▶ Provided information
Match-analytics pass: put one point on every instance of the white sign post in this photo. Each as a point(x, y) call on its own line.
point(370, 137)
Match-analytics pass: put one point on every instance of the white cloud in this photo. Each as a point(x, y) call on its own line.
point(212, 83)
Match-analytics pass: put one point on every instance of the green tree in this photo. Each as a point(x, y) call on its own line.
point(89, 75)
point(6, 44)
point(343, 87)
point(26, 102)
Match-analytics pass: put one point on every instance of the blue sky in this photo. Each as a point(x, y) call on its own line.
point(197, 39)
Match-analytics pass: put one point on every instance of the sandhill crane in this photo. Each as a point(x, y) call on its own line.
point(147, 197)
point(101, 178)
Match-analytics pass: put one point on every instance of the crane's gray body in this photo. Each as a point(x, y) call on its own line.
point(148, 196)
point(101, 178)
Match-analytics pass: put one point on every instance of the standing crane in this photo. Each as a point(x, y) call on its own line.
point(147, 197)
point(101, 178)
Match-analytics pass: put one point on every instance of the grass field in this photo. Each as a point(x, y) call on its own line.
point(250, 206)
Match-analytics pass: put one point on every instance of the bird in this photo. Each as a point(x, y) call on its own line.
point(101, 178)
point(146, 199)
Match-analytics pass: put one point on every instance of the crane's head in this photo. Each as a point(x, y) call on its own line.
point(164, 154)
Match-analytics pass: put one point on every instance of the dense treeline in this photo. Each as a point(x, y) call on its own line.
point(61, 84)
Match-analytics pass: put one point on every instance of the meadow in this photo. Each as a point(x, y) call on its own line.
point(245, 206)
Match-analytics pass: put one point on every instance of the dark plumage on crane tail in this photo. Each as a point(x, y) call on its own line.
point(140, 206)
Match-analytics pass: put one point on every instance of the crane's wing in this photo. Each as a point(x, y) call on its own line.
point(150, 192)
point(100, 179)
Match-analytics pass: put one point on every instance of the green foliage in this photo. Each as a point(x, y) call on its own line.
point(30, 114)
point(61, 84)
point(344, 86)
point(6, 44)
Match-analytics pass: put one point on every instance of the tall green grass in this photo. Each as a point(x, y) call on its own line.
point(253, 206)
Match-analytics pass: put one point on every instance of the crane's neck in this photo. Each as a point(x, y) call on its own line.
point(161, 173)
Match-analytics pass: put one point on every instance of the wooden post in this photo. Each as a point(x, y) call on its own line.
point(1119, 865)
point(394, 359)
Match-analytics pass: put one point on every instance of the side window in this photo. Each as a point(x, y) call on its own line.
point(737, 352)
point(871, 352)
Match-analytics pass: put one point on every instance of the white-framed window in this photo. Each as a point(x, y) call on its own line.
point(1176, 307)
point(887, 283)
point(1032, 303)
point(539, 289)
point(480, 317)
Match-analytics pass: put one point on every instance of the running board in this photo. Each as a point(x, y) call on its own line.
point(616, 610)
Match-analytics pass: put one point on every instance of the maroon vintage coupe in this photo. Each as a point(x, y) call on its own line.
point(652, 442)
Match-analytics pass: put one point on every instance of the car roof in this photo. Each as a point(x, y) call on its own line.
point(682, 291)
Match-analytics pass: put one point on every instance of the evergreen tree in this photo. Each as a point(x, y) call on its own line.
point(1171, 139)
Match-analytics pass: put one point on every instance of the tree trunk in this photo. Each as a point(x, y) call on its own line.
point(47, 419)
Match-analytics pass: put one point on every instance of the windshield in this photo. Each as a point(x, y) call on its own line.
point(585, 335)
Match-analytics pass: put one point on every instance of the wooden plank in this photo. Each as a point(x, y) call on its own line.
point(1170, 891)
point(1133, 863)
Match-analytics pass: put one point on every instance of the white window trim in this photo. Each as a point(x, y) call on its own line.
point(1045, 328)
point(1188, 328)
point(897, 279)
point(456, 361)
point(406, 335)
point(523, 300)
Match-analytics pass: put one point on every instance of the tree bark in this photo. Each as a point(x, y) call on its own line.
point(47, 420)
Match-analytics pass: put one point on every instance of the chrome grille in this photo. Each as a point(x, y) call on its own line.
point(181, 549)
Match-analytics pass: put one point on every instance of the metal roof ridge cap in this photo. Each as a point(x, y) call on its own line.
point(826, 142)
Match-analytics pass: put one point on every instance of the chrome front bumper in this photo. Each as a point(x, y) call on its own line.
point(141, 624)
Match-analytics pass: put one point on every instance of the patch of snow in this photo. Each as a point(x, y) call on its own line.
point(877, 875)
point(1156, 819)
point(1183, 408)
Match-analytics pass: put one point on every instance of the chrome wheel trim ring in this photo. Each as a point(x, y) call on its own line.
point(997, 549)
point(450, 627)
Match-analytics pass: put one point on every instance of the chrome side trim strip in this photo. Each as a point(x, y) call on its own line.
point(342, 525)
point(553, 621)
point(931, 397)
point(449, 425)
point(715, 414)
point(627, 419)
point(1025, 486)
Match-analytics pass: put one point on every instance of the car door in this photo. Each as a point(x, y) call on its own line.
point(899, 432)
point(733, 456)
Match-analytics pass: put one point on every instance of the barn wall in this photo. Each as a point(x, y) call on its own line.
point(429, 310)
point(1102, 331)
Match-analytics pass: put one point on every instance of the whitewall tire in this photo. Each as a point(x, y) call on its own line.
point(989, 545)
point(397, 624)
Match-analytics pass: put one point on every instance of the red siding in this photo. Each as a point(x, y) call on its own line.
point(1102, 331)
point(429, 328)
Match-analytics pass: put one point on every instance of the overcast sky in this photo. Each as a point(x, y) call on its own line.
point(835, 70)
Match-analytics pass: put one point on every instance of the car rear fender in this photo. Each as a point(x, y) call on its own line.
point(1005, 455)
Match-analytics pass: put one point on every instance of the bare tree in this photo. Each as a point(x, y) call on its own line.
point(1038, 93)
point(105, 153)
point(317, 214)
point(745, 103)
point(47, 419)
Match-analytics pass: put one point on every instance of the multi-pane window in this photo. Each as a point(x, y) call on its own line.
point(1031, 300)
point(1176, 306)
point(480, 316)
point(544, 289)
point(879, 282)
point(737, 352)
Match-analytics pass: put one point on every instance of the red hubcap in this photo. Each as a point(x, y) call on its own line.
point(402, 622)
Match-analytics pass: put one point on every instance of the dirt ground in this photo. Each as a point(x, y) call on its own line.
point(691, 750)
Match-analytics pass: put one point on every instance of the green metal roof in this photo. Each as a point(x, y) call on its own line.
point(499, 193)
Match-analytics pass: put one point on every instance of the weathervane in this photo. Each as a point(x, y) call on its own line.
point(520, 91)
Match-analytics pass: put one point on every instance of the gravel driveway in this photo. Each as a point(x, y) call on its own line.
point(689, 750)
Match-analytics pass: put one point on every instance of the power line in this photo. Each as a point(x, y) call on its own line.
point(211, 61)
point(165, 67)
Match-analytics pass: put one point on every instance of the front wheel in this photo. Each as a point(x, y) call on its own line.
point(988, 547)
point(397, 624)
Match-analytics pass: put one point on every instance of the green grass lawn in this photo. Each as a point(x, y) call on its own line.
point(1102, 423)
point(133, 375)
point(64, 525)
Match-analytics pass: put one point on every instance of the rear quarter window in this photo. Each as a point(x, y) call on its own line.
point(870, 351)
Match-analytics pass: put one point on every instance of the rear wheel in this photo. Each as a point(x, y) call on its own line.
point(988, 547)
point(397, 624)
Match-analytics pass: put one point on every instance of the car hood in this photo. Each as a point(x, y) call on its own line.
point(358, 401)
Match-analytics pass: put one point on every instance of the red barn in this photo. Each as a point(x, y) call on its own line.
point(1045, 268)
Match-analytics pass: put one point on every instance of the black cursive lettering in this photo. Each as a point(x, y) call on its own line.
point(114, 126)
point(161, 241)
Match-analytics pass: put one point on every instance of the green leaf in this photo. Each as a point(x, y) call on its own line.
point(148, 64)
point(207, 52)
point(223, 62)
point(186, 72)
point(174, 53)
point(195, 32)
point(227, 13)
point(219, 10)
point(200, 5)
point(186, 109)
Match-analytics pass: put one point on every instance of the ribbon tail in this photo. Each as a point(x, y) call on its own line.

▶ Task instructions
Please write out the part of the records above that opens with the line containing "the wooden plank" and closes with the line containing "point(181, 549)", including both of those lines.

▶ Response below
Match-analytics pass: put one point on every instance of the wooden plank in this photo. Each as a point(x, y) call on its own line.
point(1170, 891)
point(1133, 863)
Match-analytics pass: put one point on every instance of the white window trim in this photo. Each as a point(x, y) call on its own line.
point(1045, 328)
point(1188, 328)
point(897, 279)
point(456, 361)
point(406, 335)
point(523, 300)
Match-analytics pass: put one point on every instance of the tree bark in this photo. Each as a point(x, y) call on its own line.
point(47, 420)
Match-analytics pass: put one point on every instance of the chrome grille in this photo. Each as a point(x, y) call on its own line.
point(181, 549)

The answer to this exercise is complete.